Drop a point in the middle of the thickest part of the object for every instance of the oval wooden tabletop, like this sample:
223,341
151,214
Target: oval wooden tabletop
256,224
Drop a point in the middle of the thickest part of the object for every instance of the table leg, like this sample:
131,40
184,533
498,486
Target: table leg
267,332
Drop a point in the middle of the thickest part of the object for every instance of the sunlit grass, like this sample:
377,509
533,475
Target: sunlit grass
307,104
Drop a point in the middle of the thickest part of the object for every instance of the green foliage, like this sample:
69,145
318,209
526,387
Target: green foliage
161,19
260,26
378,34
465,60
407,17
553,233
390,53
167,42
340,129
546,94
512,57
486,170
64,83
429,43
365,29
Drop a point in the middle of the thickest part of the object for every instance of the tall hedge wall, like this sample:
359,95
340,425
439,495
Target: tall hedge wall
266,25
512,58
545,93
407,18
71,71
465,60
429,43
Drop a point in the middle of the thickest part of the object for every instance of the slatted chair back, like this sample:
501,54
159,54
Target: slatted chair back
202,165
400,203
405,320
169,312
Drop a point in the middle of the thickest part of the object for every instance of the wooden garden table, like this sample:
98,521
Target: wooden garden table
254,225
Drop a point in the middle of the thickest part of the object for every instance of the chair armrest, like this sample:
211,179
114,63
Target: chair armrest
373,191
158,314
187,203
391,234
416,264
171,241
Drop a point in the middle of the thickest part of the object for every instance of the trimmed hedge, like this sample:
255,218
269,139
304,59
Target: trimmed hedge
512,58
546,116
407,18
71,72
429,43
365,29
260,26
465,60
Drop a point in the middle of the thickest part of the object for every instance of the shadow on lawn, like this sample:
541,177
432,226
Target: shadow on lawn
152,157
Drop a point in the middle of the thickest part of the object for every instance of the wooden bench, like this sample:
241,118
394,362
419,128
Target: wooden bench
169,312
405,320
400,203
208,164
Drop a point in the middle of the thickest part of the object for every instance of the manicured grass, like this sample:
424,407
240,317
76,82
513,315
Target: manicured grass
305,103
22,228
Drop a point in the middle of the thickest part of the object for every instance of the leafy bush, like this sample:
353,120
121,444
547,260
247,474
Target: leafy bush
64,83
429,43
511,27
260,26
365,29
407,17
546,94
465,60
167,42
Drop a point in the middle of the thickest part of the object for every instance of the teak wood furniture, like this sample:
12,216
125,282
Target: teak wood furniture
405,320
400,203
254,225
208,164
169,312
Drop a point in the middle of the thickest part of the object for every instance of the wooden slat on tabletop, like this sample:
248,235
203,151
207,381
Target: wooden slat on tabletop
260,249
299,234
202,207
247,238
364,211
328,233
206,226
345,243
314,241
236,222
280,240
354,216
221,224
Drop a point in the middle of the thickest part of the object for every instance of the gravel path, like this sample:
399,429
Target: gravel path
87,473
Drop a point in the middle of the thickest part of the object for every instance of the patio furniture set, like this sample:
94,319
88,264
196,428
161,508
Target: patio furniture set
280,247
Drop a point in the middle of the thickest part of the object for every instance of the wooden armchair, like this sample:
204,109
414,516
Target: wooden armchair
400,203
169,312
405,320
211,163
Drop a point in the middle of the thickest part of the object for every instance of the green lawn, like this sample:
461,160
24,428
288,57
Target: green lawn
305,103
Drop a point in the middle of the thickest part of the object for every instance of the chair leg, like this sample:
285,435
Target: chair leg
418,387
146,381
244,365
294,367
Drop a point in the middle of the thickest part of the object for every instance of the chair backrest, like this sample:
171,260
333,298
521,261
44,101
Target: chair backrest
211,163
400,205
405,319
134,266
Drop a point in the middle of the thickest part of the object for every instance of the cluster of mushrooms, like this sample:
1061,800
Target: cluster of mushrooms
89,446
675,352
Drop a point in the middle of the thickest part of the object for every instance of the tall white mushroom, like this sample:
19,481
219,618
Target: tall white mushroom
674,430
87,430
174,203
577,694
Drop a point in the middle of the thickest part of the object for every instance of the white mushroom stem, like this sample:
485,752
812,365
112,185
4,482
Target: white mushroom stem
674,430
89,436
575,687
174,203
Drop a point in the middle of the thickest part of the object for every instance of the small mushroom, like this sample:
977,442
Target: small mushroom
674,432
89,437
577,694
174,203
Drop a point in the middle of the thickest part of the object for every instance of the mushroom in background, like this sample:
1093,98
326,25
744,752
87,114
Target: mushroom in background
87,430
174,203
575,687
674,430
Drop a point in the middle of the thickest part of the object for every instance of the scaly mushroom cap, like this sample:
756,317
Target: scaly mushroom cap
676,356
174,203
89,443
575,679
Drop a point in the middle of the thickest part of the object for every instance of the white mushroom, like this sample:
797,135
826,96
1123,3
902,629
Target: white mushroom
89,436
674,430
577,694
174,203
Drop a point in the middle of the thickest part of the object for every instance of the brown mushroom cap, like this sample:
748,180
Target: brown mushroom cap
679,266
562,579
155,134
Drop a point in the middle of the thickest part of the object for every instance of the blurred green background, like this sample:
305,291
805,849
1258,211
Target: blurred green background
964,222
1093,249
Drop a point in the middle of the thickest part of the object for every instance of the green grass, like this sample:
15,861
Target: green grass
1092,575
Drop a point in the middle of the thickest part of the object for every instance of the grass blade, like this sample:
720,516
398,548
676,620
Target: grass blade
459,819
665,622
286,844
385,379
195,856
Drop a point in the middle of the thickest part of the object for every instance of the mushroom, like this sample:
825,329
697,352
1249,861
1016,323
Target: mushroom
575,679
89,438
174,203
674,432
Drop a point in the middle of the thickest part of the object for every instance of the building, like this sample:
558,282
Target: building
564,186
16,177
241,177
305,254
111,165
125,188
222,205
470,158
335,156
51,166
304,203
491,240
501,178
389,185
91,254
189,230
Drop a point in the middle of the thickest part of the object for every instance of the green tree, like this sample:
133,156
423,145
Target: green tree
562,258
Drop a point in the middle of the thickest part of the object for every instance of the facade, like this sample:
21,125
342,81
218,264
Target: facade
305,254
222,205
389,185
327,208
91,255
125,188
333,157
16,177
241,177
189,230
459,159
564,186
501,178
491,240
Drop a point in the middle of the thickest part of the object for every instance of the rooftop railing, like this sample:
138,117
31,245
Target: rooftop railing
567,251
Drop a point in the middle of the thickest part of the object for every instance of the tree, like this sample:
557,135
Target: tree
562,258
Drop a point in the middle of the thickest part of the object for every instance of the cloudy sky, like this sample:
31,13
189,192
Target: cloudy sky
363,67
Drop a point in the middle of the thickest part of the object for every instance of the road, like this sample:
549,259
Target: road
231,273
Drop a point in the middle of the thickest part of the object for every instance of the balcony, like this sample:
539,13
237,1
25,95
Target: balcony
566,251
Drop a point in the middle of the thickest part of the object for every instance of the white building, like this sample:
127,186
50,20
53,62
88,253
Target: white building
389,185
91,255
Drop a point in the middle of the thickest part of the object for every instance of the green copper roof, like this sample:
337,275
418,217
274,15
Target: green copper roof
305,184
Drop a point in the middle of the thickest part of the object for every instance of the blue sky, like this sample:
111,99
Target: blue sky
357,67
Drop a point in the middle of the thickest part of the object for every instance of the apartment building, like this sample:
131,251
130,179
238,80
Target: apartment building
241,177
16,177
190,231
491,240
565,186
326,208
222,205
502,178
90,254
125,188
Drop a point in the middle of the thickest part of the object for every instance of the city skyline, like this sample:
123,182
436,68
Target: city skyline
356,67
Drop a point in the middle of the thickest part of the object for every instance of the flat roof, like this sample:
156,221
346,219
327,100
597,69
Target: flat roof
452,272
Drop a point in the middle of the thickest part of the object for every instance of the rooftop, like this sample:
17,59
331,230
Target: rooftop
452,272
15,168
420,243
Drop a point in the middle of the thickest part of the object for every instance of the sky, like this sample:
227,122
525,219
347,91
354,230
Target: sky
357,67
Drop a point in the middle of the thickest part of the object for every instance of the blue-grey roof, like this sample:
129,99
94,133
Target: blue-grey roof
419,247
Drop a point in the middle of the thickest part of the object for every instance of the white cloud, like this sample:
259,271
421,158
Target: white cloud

▬▬▬▬▬▬

:: GIVEN INSTRUCTION ::
Please quote exactly the lines from the one containing "of the apartment" through the last line of the records above, both included, and nothing else.

:: TASK RESPONSE ::
Drop a point in the middle of the thickest part of the object for every instance of the apartment building, like this sample:
131,251
130,179
238,80
Target: apartment building
241,177
16,177
190,231
491,240
565,186
326,208
222,205
502,178
90,254
125,188
Drop a point in the middle of the thickest part of the object for every instance of the city skyline, like this sample:
123,182
436,68
Target: city skyline
356,67
Drop a point in the middle of the thickest part of the object for every instance of the flat roof, like this sample:
156,221
346,219
327,100
597,69
Target: flat roof
452,272
Drop a point in the middle of the thickest part of the object for every instance of the rooftop, like this sample:
17,59
331,230
Target: rooftop
452,272
15,168
420,243
Drop a point in the middle of the thickest part of the object for every instance of the sky, like this sample:
227,122
525,219
347,91
354,230
Target: sky
357,67
Drop a point in the middle of the thickest part of the object for every instance of the blue-grey roof, like this sample:
129,99
94,133
Target: blue-grey roof
419,247
Drop a point in the middle of the thickest part of the object for every instance of the white cloud, like this sample:
259,271
421,158
Target: white cloud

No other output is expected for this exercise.